- 任务 -
请把下方全部数据逐行转换为 Markdown 表格，两列分别为“序号”和“内容”，依次填写行号和该行文字，空行不计入。

- 所给数据 -
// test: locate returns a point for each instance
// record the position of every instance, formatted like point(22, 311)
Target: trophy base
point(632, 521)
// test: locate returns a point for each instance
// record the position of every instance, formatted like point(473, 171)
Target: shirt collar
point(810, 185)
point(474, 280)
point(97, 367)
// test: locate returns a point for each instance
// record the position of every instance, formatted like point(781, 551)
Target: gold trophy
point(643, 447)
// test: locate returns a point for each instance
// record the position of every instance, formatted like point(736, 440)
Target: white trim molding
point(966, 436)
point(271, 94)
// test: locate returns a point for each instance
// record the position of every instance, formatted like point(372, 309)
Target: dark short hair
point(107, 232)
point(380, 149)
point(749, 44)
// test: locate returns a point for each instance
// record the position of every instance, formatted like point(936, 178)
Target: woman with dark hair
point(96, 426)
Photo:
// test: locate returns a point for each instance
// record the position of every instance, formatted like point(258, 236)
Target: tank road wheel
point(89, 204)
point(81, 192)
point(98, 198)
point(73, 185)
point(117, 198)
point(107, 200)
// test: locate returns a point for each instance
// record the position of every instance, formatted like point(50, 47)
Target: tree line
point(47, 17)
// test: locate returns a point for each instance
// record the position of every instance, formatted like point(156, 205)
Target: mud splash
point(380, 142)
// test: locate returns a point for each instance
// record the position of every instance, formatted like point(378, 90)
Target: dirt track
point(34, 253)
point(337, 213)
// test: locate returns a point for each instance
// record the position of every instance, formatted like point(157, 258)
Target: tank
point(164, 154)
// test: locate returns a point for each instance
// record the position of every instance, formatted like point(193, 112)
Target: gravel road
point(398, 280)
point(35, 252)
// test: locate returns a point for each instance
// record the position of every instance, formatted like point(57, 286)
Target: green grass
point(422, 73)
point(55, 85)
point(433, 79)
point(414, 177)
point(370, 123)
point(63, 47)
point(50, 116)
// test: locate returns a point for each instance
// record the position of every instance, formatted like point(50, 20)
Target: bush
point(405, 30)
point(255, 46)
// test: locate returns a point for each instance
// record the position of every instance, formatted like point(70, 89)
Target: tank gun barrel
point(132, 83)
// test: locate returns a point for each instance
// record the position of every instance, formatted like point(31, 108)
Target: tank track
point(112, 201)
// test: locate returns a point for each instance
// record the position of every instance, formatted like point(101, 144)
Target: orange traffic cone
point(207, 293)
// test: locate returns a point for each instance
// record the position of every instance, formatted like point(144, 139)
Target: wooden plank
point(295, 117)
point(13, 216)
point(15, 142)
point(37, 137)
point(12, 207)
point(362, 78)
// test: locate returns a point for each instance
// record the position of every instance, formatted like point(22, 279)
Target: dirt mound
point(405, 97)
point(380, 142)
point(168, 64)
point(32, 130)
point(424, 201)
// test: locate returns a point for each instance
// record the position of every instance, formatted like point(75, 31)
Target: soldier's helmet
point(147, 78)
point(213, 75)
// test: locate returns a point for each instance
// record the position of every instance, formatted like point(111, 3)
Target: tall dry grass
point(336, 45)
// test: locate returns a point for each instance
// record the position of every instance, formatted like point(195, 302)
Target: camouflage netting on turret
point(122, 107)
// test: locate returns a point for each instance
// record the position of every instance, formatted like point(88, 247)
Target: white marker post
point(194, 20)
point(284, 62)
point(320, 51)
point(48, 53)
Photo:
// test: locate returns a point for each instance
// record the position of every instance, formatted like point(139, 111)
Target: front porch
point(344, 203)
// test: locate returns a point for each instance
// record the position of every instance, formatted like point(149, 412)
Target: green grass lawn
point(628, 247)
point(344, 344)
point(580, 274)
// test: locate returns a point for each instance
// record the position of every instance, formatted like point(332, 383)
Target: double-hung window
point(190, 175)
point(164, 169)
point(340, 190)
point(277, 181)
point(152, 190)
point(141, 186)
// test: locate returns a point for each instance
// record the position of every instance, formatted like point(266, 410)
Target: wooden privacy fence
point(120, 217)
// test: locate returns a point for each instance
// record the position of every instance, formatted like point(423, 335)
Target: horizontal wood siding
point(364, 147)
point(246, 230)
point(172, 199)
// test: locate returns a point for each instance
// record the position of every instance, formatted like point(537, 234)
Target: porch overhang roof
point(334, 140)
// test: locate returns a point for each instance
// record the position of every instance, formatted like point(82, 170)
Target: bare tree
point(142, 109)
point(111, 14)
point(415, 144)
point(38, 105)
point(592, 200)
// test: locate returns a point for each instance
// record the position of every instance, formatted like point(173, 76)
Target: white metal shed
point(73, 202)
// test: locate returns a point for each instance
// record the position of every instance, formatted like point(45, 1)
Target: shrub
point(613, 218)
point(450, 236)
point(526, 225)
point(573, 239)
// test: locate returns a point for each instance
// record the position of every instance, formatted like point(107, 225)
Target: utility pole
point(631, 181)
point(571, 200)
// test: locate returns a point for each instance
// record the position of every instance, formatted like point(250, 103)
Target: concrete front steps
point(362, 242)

- 输出如下 -
| 序号 | 内容 |
|---|---|
| 1 | // test: locate returns a point for each instance |
| 2 | // record the position of every instance, formatted like point(22, 311) |
| 3 | Target: trophy base |
| 4 | point(632, 521) |
| 5 | // test: locate returns a point for each instance |
| 6 | // record the position of every instance, formatted like point(473, 171) |
| 7 | Target: shirt collar |
| 8 | point(810, 185) |
| 9 | point(474, 280) |
| 10 | point(97, 367) |
| 11 | // test: locate returns a point for each instance |
| 12 | // record the position of every instance, formatted like point(781, 551) |
| 13 | Target: gold trophy |
| 14 | point(643, 447) |
| 15 | // test: locate returns a point for each instance |
| 16 | // record the position of every instance, formatted like point(736, 440) |
| 17 | Target: white trim molding |
| 18 | point(966, 436) |
| 19 | point(271, 94) |
| 20 | // test: locate returns a point for each instance |
| 21 | // record the position of every instance, formatted like point(372, 309) |
| 22 | Target: dark short hair |
| 23 | point(107, 232) |
| 24 | point(380, 149) |
| 25 | point(749, 44) |
| 26 | // test: locate returns a point for each instance |
| 27 | // record the position of every instance, formatted like point(936, 178) |
| 28 | Target: woman with dark hair |
| 29 | point(96, 426) |
| 30 | Photo: |
| 31 | // test: locate returns a point for each instance |
| 32 | // record the position of every instance, formatted like point(258, 236) |
| 33 | Target: tank road wheel |
| 34 | point(89, 204) |
| 35 | point(81, 192) |
| 36 | point(98, 198) |
| 37 | point(73, 185) |
| 38 | point(117, 198) |
| 39 | point(107, 200) |
| 40 | // test: locate returns a point for each instance |
| 41 | // record the position of every instance, formatted like point(50, 47) |
| 42 | Target: tree line |
| 43 | point(47, 17) |
| 44 | // test: locate returns a point for each instance |
| 45 | // record the position of every instance, formatted like point(156, 205) |
| 46 | Target: mud splash |
| 47 | point(380, 142) |
| 48 | // test: locate returns a point for each instance |
| 49 | // record the position of every instance, formatted like point(378, 90) |
| 50 | Target: dirt track |
| 51 | point(34, 253) |
| 52 | point(337, 213) |
| 53 | // test: locate returns a point for each instance |
| 54 | // record the position of every instance, formatted like point(157, 258) |
| 55 | Target: tank |
| 56 | point(164, 154) |
| 57 | // test: locate returns a point for each instance |
| 58 | // record the position of every instance, formatted like point(193, 112) |
| 59 | Target: gravel road |
| 60 | point(398, 280) |
| 61 | point(35, 252) |
| 62 | // test: locate returns a point for each instance |
| 63 | // record the position of every instance, formatted like point(57, 286) |
| 64 | Target: green grass |
| 65 | point(422, 73) |
| 66 | point(55, 85) |
| 67 | point(433, 79) |
| 68 | point(414, 177) |
| 69 | point(370, 123) |
| 70 | point(63, 47) |
| 71 | point(50, 116) |
| 72 | // test: locate returns a point for each instance |
| 73 | // record the position of every instance, formatted like point(50, 20) |
| 74 | Target: bush |
| 75 | point(405, 30) |
| 76 | point(255, 46) |
| 77 | // test: locate returns a point for each instance |
| 78 | // record the position of every instance, formatted like point(70, 89) |
| 79 | Target: tank gun barrel |
| 80 | point(132, 83) |
| 81 | // test: locate returns a point for each instance |
| 82 | // record the position of every instance, formatted like point(31, 108) |
| 83 | Target: tank track |
| 84 | point(112, 201) |
| 85 | // test: locate returns a point for each instance |
| 86 | // record the position of every instance, formatted like point(101, 144) |
| 87 | Target: orange traffic cone |
| 88 | point(207, 293) |
| 89 | // test: locate returns a point for each instance |
| 90 | // record the position of every instance, formatted like point(144, 139) |
| 91 | Target: wooden plank |
| 92 | point(295, 117) |
| 93 | point(13, 216) |
| 94 | point(15, 142) |
| 95 | point(37, 137) |
| 96 | point(12, 207) |
| 97 | point(362, 78) |
| 98 | // test: locate returns a point for each instance |
| 99 | // record the position of every instance, formatted like point(22, 279) |
| 100 | Target: dirt mound |
| 101 | point(405, 97) |
| 102 | point(380, 142) |
| 103 | point(168, 64) |
| 104 | point(32, 130) |
| 105 | point(424, 201) |
| 106 | // test: locate returns a point for each instance |
| 107 | // record the position of every instance, formatted like point(75, 31) |
| 108 | Target: soldier's helmet |
| 109 | point(147, 78) |
| 110 | point(213, 75) |
| 111 | // test: locate returns a point for each instance |
| 112 | // record the position of every instance, formatted like point(111, 3) |
| 113 | Target: tall dry grass |
| 114 | point(336, 45) |
| 115 | // test: locate returns a point for each instance |
| 116 | // record the position of every instance, formatted like point(195, 302) |
| 117 | Target: camouflage netting on turret |
| 118 | point(122, 107) |
| 119 | // test: locate returns a point for each instance |
| 120 | // record the position of every instance, formatted like point(88, 247) |
| 121 | Target: white marker post |
| 122 | point(194, 20) |
| 123 | point(284, 62) |
| 124 | point(320, 51) |
| 125 | point(48, 53) |
| 126 | Photo: |
| 127 | // test: locate returns a point for each instance |
| 128 | // record the position of every instance, formatted like point(139, 111) |
| 129 | Target: front porch |
| 130 | point(344, 203) |
| 131 | // test: locate returns a point for each instance |
| 132 | // record the position of every instance, formatted like point(149, 412) |
| 133 | Target: green grass lawn |
| 134 | point(628, 247) |
| 135 | point(344, 344) |
| 136 | point(580, 274) |
| 137 | // test: locate returns a point for each instance |
| 138 | // record the position of every instance, formatted like point(332, 383) |
| 139 | Target: double-hung window |
| 140 | point(190, 175) |
| 141 | point(164, 169) |
| 142 | point(340, 190) |
| 143 | point(277, 181) |
| 144 | point(152, 190) |
| 145 | point(141, 186) |
| 146 | // test: locate returns a point for each instance |
| 147 | // record the position of every instance, formatted like point(266, 410) |
| 148 | Target: wooden privacy fence |
| 149 | point(120, 217) |
| 150 | // test: locate returns a point for each instance |
| 151 | // record the position of every instance, formatted like point(423, 335) |
| 152 | Target: horizontal wood siding |
| 153 | point(364, 147) |
| 154 | point(246, 230) |
| 155 | point(172, 199) |
| 156 | // test: locate returns a point for each instance |
| 157 | // record the position of every instance, formatted like point(537, 234) |
| 158 | Target: porch overhang roof |
| 159 | point(334, 140) |
| 160 | // test: locate returns a point for each instance |
| 161 | // record the position of every instance, formatted like point(82, 170) |
| 162 | Target: bare tree |
| 163 | point(142, 109) |
| 164 | point(111, 14) |
| 165 | point(415, 144) |
| 166 | point(38, 105) |
| 167 | point(592, 200) |
| 168 | // test: locate returns a point for each instance |
| 169 | // record the position of every instance, formatted like point(173, 76) |
| 170 | Target: white metal shed |
| 171 | point(73, 202) |
| 172 | // test: locate returns a point for each instance |
| 173 | // record the position of every instance, formatted like point(45, 1) |
| 174 | Target: shrub |
| 175 | point(613, 218) |
| 176 | point(450, 236) |
| 177 | point(526, 225) |
| 178 | point(573, 239) |
| 179 | // test: locate returns a point for each instance |
| 180 | // record the position of every instance, formatted like point(107, 225) |
| 181 | Target: utility pole |
| 182 | point(631, 181) |
| 183 | point(571, 200) |
| 184 | // test: locate returns a point for each instance |
| 185 | // record the position of every instance, formatted like point(250, 103) |
| 186 | Target: concrete front steps |
| 187 | point(362, 242) |